- _WHAT THE EXERCISE ASKS_
Please transcribe the records precisely; pictures stay out of your copy.

[Object location annotation data]
************

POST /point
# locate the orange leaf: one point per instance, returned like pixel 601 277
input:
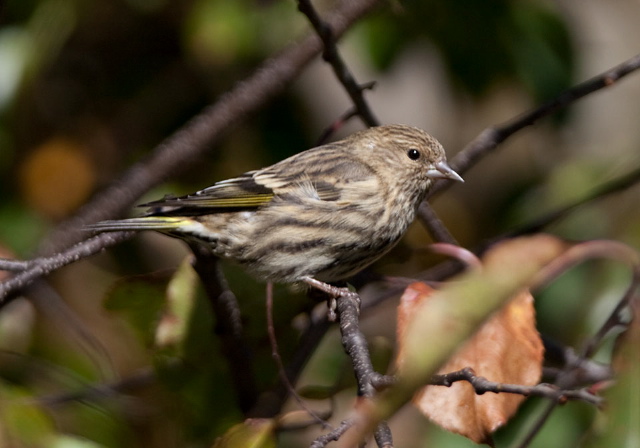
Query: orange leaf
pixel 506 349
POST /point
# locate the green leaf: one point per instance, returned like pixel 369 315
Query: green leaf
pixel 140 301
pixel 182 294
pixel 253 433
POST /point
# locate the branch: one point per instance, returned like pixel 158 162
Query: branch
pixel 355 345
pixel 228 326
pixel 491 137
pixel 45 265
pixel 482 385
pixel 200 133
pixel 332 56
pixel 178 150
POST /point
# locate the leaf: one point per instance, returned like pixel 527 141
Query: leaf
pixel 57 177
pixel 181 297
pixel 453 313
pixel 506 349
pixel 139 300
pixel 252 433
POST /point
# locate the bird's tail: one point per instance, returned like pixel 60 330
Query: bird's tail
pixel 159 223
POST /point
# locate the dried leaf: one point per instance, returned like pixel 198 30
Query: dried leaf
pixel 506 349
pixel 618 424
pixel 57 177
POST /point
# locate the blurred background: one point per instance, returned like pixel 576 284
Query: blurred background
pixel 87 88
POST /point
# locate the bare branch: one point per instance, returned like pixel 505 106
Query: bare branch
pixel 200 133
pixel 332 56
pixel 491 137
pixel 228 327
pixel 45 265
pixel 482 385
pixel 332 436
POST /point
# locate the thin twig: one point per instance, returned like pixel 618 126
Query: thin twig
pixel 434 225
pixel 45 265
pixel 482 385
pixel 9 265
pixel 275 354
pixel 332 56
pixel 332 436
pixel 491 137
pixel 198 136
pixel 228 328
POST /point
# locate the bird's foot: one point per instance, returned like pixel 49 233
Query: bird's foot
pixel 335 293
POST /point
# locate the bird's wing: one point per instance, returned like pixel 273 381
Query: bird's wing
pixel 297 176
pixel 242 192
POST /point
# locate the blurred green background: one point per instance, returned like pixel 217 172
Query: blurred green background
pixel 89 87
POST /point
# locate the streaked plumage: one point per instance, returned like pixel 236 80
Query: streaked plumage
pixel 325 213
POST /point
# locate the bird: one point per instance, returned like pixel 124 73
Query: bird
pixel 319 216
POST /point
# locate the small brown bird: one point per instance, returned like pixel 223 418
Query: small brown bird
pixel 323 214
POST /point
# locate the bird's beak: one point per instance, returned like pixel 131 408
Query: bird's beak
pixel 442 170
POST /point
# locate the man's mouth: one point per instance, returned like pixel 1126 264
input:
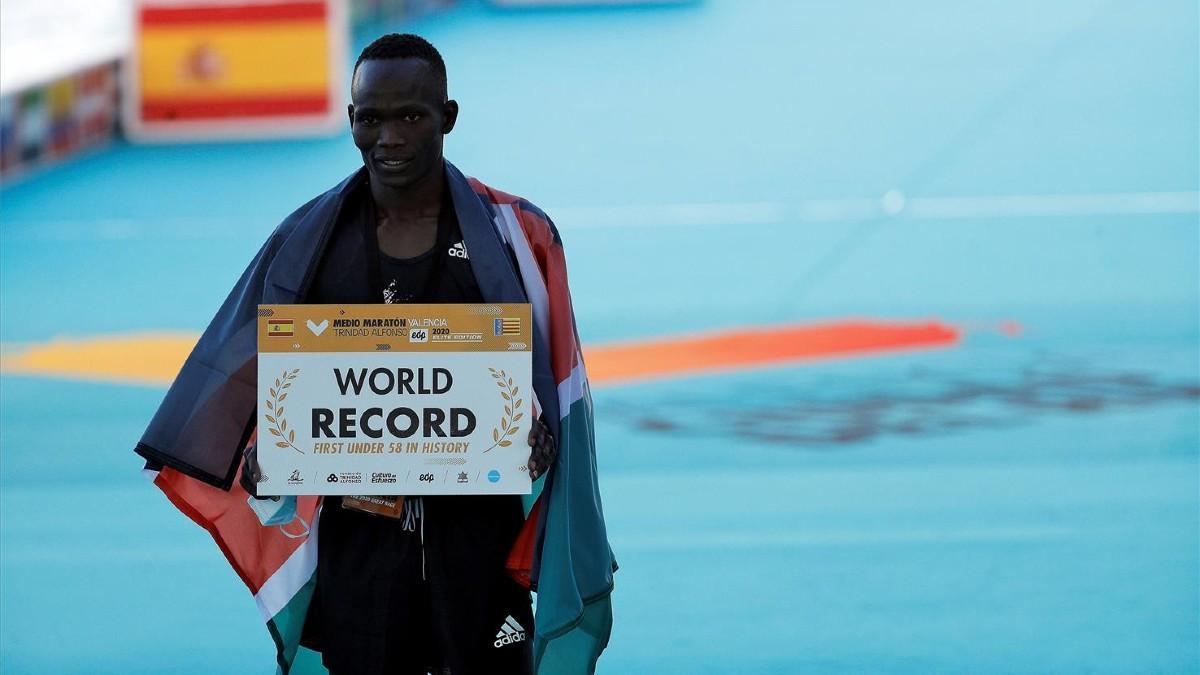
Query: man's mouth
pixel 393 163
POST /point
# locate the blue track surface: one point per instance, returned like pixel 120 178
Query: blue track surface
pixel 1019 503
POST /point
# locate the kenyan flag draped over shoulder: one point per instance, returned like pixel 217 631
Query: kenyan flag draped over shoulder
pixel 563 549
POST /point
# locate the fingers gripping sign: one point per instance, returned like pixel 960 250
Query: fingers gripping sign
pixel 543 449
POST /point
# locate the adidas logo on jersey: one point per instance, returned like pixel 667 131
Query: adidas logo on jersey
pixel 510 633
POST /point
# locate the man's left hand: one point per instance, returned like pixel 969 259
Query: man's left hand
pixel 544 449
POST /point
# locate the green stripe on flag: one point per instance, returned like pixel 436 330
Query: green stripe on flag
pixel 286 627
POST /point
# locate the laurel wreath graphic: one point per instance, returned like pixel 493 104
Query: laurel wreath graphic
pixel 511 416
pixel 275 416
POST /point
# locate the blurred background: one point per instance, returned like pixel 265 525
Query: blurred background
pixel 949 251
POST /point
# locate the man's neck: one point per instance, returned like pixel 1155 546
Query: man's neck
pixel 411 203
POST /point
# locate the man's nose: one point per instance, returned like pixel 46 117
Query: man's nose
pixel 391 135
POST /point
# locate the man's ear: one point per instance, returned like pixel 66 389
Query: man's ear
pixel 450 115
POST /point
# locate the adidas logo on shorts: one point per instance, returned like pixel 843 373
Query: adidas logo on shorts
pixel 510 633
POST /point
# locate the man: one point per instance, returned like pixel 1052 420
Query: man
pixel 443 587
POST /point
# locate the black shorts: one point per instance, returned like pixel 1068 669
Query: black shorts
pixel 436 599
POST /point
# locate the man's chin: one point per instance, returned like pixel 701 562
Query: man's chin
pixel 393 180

************

- _TASK ANSWER_
POST /point
# locate the orange leaf: one point per instance, returned like pixel 601 277
input:
Query: orange leaf
pixel 506 349
POST /point
# locate the green leaf: one point per instance, returned like pixel 369 315
Query: green leaf
pixel 140 301
pixel 182 294
pixel 253 433
POST /point
# locate the branch: one point per instance, returned like pixel 158 162
Query: branch
pixel 355 345
pixel 228 326
pixel 491 137
pixel 45 265
pixel 482 385
pixel 200 133
pixel 332 56
pixel 178 150
POST /point
# locate the leaf: one point per instance, returned like pixel 527 141
Query: leaf
pixel 57 177
pixel 181 297
pixel 453 313
pixel 506 349
pixel 139 300
pixel 252 433
POST /point
# locate the bird's tail: one point per instance, returned like pixel 60 330
Query: bird's tail
pixel 159 223
POST /point
# locate the dried leaf: one point per instance, returned like pixel 198 30
Query: dried leaf
pixel 506 349
pixel 618 424
pixel 57 177
POST /point
# locate the blurred background: one point per instance, returned like pixel 576 284
Query: blurred background
pixel 87 88
POST /point
# locate the bare branch: one point per instance, returned like pixel 505 106
Query: bare branch
pixel 200 133
pixel 332 56
pixel 491 137
pixel 228 327
pixel 45 265
pixel 482 385
pixel 332 436
POST /point
# locate the thin twig: one point per instance, returned like pixel 618 126
Query: thin twig
pixel 434 225
pixel 45 265
pixel 482 385
pixel 9 265
pixel 275 354
pixel 332 56
pixel 332 436
pixel 491 137
pixel 198 136
pixel 228 328
POST /point
# locate the bird's foot: one point per instance, returned like pixel 49 233
Query: bird's foot
pixel 335 293
POST /point
# locate the bird's wing: one point per instance, returned like pixel 273 381
Query: bird's wing
pixel 297 176
pixel 242 192
POST /point
# locate the blurred green background: one point per instance, returned like pixel 217 172
Query: blurred green background
pixel 89 87
POST /point
# locate the streaked plumage: one point per instance, returned like pixel 236 80
Query: streaked plumage
pixel 325 213
POST /point
# locate the bird: one point per instance, returned like pixel 124 73
Query: bird
pixel 319 216
POST /point
# locate the small brown bird: one point per instance, returned like pixel 223 418
Query: small brown bird
pixel 323 214
POST /point
# locate the bird's beak: one point per instance, returned like pixel 131 408
Query: bird's beak
pixel 442 170
POST /point
# locate the man's mouth: one point per instance, returned like pixel 1126 264
input:
Query: man's mouth
pixel 393 163
POST /point
# locate the blue track surface: one point per instance, returned like pixel 120 178
Query: blue track surface
pixel 1019 503
POST /point
# locate the kenyan flag draped over shoulder: one point per instance, returned like pixel 217 631
Query: kenyan flag draped over shoulder
pixel 563 549
POST /point
# locate the fingers gripping sign: one point per instance, returned like pixel 960 250
Query: fingers gripping sign
pixel 543 449
POST /point
# locate the adidas logo on jersey: one point per instance, returned like pixel 667 131
Query: adidas logo on jersey
pixel 510 633
POST /point
# locate the man's left hand: one point per instance, returned like pixel 969 259
Query: man's left hand
pixel 544 449
POST /point
# locate the green stripe on flag: one point per instance, returned like pixel 436 330
Query: green stripe on flag
pixel 286 627
POST /point
# locate the laurel wreath graphic: one point per instance, returned like pixel 493 104
Query: laurel wreath graphic
pixel 511 416
pixel 275 416
POST /point
# locate the blurred background: one point per instance, returned like pixel 265 525
Query: blurred background
pixel 949 251
POST /point
# locate the man's neck: one point per instance, returned like pixel 1155 546
Query: man's neck
pixel 411 203
POST /point
# locate the man's nose: one point per instance, returned like pixel 46 117
Query: man's nose
pixel 391 135
POST /point
# locate the man's ear: one point per instance, returned like pixel 66 389
Query: man's ear
pixel 450 115
POST /point
# locate the adidas logo on shorts: one point per instance, returned like pixel 843 373
Query: adidas logo on shorts
pixel 510 633
POST /point
# locate the man: one point per instance, returned like pixel 1052 420
Query: man
pixel 443 587
POST /point
# locate the black shorts: one point per instance, returned like pixel 1068 669
Query: black shorts
pixel 436 599
POST /point
# locate the man's chin: one point per instance, returned like pixel 701 562
Query: man's chin
pixel 393 180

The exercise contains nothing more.